Required task:
Return each of the following lines word for word, with nothing changed, added, or left out.

— Start of Input records —

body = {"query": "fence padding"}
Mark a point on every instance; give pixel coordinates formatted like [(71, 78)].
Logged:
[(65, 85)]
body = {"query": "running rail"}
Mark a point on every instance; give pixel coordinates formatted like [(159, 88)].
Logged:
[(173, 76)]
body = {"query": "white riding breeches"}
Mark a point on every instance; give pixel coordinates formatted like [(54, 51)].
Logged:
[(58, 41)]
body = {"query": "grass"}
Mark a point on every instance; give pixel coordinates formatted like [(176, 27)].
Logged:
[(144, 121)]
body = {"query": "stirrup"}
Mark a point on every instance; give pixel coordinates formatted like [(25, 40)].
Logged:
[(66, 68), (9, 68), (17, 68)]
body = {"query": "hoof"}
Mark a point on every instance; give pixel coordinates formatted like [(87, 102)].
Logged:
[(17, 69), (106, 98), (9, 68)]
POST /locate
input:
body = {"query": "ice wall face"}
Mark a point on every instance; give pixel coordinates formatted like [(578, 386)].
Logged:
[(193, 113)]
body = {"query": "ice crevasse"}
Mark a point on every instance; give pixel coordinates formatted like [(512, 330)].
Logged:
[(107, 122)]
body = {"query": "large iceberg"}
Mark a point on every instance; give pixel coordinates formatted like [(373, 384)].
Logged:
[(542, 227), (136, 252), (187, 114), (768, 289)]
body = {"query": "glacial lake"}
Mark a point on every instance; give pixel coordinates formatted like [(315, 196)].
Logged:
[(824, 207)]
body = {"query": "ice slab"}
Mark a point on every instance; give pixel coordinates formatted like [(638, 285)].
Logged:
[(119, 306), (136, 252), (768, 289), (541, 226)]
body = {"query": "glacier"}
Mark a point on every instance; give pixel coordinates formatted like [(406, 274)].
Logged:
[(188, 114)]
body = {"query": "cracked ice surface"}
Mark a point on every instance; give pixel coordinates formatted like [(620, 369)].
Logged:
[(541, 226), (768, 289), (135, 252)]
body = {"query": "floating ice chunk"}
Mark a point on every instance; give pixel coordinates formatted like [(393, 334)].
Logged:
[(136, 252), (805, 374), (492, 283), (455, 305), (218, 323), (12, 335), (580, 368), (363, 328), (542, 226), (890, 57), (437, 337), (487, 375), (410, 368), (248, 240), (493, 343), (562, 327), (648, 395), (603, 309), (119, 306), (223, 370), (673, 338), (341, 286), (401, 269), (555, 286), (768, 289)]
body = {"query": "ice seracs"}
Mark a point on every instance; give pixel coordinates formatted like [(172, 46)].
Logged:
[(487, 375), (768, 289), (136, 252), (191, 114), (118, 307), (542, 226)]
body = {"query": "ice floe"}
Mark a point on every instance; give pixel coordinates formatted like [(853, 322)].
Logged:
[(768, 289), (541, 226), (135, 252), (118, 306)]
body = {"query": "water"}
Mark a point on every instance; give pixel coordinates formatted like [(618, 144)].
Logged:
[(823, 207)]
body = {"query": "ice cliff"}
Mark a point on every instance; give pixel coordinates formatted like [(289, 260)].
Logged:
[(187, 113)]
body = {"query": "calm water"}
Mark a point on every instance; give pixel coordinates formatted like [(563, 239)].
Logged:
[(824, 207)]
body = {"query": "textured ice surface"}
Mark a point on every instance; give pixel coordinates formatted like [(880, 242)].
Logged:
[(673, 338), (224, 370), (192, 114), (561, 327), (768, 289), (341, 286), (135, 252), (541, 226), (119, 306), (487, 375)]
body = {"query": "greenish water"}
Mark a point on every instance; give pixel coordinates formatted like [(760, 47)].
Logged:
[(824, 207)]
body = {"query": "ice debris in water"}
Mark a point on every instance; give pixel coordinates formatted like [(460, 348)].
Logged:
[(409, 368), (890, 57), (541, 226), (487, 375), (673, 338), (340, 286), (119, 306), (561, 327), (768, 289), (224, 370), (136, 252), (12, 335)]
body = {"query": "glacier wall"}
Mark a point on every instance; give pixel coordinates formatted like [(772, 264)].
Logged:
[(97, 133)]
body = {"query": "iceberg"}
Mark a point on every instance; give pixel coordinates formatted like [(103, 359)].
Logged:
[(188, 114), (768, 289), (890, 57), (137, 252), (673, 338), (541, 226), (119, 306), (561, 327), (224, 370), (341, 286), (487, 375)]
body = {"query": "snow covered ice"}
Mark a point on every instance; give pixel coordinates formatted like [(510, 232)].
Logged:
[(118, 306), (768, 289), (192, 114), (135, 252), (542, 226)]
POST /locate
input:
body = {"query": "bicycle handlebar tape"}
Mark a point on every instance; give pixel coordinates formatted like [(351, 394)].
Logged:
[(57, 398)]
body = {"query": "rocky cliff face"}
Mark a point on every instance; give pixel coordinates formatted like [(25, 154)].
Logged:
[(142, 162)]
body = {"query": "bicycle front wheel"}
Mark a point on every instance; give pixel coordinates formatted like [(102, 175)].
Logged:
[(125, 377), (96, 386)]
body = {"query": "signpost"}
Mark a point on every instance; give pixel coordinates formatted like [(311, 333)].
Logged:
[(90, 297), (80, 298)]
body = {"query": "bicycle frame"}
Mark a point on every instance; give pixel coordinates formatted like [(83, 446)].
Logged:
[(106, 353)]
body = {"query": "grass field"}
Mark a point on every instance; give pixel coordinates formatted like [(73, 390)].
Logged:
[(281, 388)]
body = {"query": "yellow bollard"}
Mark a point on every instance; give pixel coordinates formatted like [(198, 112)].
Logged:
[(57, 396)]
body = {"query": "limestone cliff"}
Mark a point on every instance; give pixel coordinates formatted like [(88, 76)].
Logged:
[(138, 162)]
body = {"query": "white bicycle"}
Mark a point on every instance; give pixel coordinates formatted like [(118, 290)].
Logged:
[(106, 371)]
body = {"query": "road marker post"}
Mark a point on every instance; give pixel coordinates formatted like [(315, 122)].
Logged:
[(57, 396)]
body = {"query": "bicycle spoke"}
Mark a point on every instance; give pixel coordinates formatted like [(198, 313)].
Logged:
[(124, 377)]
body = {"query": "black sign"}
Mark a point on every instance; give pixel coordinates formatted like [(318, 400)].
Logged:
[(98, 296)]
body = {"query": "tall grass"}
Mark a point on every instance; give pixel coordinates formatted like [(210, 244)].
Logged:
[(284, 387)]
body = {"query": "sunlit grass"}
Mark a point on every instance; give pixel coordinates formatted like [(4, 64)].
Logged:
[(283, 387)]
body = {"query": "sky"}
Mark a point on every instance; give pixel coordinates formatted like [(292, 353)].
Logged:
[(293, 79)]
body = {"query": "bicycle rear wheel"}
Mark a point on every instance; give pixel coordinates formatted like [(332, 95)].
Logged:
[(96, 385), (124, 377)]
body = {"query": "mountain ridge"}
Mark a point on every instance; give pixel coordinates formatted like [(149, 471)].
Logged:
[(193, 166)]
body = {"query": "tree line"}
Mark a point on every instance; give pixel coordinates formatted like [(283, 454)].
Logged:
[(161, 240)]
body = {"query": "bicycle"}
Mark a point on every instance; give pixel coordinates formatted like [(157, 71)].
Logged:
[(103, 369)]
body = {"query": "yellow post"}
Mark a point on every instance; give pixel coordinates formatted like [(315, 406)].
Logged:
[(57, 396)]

— End of Input records —

Task output:
body = {"query": "fence padding"}
Mark a point on every instance; give pixel coordinates formatted like [(71, 78)].
Logged:
[(65, 85)]
body = {"query": "running rail"}
Mark a point on every instance; give pixel coordinates formatted like [(159, 88)].
Logged:
[(173, 76)]
body = {"query": "white riding breeches"}
Mark a point on every instance; give pixel coordinates formatted like [(54, 51)].
Logged:
[(58, 41)]
body = {"query": "grass"}
Mark a point on every instance; give pixel coordinates formatted like [(176, 27)].
Logged:
[(144, 121)]
body = {"query": "stirrup"}
Mark a point on every instance; give pixel coordinates formatted like [(25, 40)].
Logged:
[(66, 68), (9, 68), (17, 68)]
body = {"query": "hoof"}
Mark a point on every instance; give pixel coordinates formatted like [(87, 102)].
Logged:
[(17, 69), (106, 98), (9, 68)]
POST /locate
input:
body = {"query": "ice wall face"}
Mark a point on every instance; give pixel coordinates formatted like [(578, 386)].
Logged:
[(193, 113)]
body = {"query": "ice crevasse"}
Mark a point on every instance; give pixel coordinates formatted like [(512, 330)].
Logged:
[(107, 122)]
body = {"query": "large iceberg"}
Mark a point on every instance; give pixel coordinates formatted like [(373, 384)].
Logged:
[(542, 227), (136, 252), (187, 114), (768, 289)]
body = {"query": "glacial lake"}
Mark a point on every instance; give pixel coordinates formatted like [(315, 196)].
Logged:
[(824, 207)]
body = {"query": "ice slab"}
Mark a point on every instance; give pixel coordinates formatted like [(638, 285)].
Logged:
[(119, 306), (136, 252), (768, 289), (541, 226)]
body = {"query": "glacier"}
Mark a point on every instance; give pixel coordinates formatted like [(406, 274)].
Logged:
[(188, 114)]
body = {"query": "cracked ice surface"}
Mark a point on every instance; give pixel coordinates formatted like [(620, 369)].
Logged:
[(541, 226), (768, 289), (135, 252)]
body = {"query": "floating ice chunk"}
Mark a point on every instance; give pixel coordinates formatted like [(393, 334)].
Logged:
[(136, 252), (805, 374), (492, 283), (455, 305), (218, 323), (12, 335), (580, 368), (363, 328), (542, 226), (890, 57), (437, 337), (487, 375), (410, 368), (248, 240), (493, 343), (562, 327), (648, 395), (603, 309), (119, 306), (223, 370), (673, 338), (341, 286), (401, 269), (555, 286), (768, 289)]
body = {"query": "ice seracs"}
Mark a point on every instance; give pixel coordinates formatted like [(172, 46)].
Logged:
[(487, 375), (768, 289), (136, 252), (191, 114), (118, 307), (542, 226)]
body = {"query": "ice floe"}
Mark a point on every instance; give pixel coordinates formatted like [(853, 322)].
Logged:
[(768, 289), (541, 226), (135, 252), (118, 306)]
body = {"query": "water"}
Mark a point on every instance; give pixel coordinates formatted like [(618, 144)].
Logged:
[(823, 207)]
body = {"query": "ice cliff"}
Mark a point on every instance; give pixel coordinates formatted like [(289, 260)].
Logged:
[(187, 113)]
body = {"query": "calm water"}
Mark a point on every instance; give pixel coordinates formatted like [(563, 239)].
Logged:
[(824, 207)]
body = {"query": "textured ice surface"}
Mark a point on every instance; give pixel coordinates formatted like [(880, 242)].
Logged:
[(673, 338), (224, 370), (192, 114), (561, 327), (768, 289), (341, 286), (135, 252), (541, 226), (119, 306), (487, 375)]
body = {"query": "greenish water"}
Mark a point on every instance; give pixel coordinates formatted like [(760, 47)].
Logged:
[(824, 207)]
body = {"query": "ice debris in water"}
Mark a point on every instance; give pixel coordinates formatted like [(460, 348)].
Logged:
[(409, 368), (890, 57), (541, 226), (487, 375), (673, 338), (340, 286), (119, 306), (561, 327), (768, 289), (224, 370), (136, 252), (12, 335)]
body = {"query": "glacier wall"}
Mark a point on every instance; give pixel coordinates formatted like [(772, 264)].
Logged:
[(97, 133)]
body = {"query": "iceberg"}
Mark a point on every instance; give pixel coordinates formatted like [(103, 359)].
Logged:
[(188, 114), (768, 289), (890, 57), (137, 252), (673, 338), (541, 226), (119, 306), (561, 327), (224, 370), (341, 286), (487, 375)]
body = {"query": "snow covered ice"}
Mark a point on every instance; give pixel coordinates formatted like [(510, 232)].
Logged:
[(118, 306), (768, 289), (192, 114), (135, 252), (542, 226)]
POST /locate
input:
body = {"query": "bicycle handlebar tape"}
Mark a point on every instance; give pixel coordinates formatted like [(351, 394)].
Logged:
[(57, 398)]
body = {"query": "rocky cliff face"}
Mark a point on every instance; give pixel coordinates formatted like [(25, 154)].
Logged:
[(142, 162)]
body = {"query": "bicycle front wheel"}
Mark a point on every instance; give pixel coordinates formatted like [(102, 175)].
Logged:
[(125, 377), (96, 386)]
body = {"query": "signpost"}
Mark a point on every instance; give pixel coordinates formatted like [(311, 333)].
Logged:
[(90, 297), (80, 298)]
body = {"query": "bicycle frame"}
Mark a point on every instance; give pixel coordinates formatted like [(83, 446)].
Logged:
[(106, 353)]
body = {"query": "grass field"}
Mark a point on every instance; give pixel coordinates formatted like [(73, 390)].
Logged:
[(281, 388)]
body = {"query": "yellow bollard"}
Mark a point on every instance; give pixel coordinates formatted like [(198, 112)].
Logged:
[(57, 396)]
body = {"query": "limestone cliff"}
Mark a point on every instance; give pixel coordinates formatted like [(88, 76)].
Logged:
[(138, 162)]
body = {"query": "white bicycle"}
Mark a point on every instance; give pixel coordinates formatted like [(118, 290)].
Logged:
[(106, 371)]
body = {"query": "road marker post"}
Mark a point on every instance; give pixel coordinates formatted like [(315, 122)].
Logged:
[(57, 396)]
body = {"query": "bicycle spoke"}
Mark a point on every instance; give pixel coordinates formatted like [(198, 313)].
Logged:
[(124, 377)]
body = {"query": "black sign"}
Mark a point on every instance; give pixel coordinates formatted like [(318, 400)].
Logged:
[(98, 296)]
body = {"query": "tall grass"}
Mark a point on every instance; give pixel coordinates formatted like [(210, 244)].
Logged:
[(284, 387)]
body = {"query": "sunlit grass"}
Mark a point on every instance; give pixel coordinates formatted like [(4, 64)].
Logged:
[(283, 387)]
body = {"query": "sky"}
Mark a point on every instance; give pixel coordinates formatted like [(292, 353)].
Logged:
[(293, 79)]
body = {"query": "bicycle rear wheel"}
Mark a point on every instance; give pixel coordinates formatted like [(332, 95)].
Logged:
[(96, 385), (124, 377)]
body = {"query": "mountain ridge"}
Mark a point on every instance; give pixel coordinates formatted like [(149, 471)].
Logged:
[(193, 166)]
body = {"query": "tree line"}
Mark a point on every instance; give pixel coordinates formatted like [(283, 454)].
Logged:
[(161, 240)]
body = {"query": "bicycle"}
Mark a point on every instance; give pixel coordinates formatted like [(157, 71)].
Logged:
[(103, 369)]
body = {"query": "yellow post"}
Mark a point on every instance; give pixel coordinates formatted like [(315, 406)].
Logged:
[(57, 396)]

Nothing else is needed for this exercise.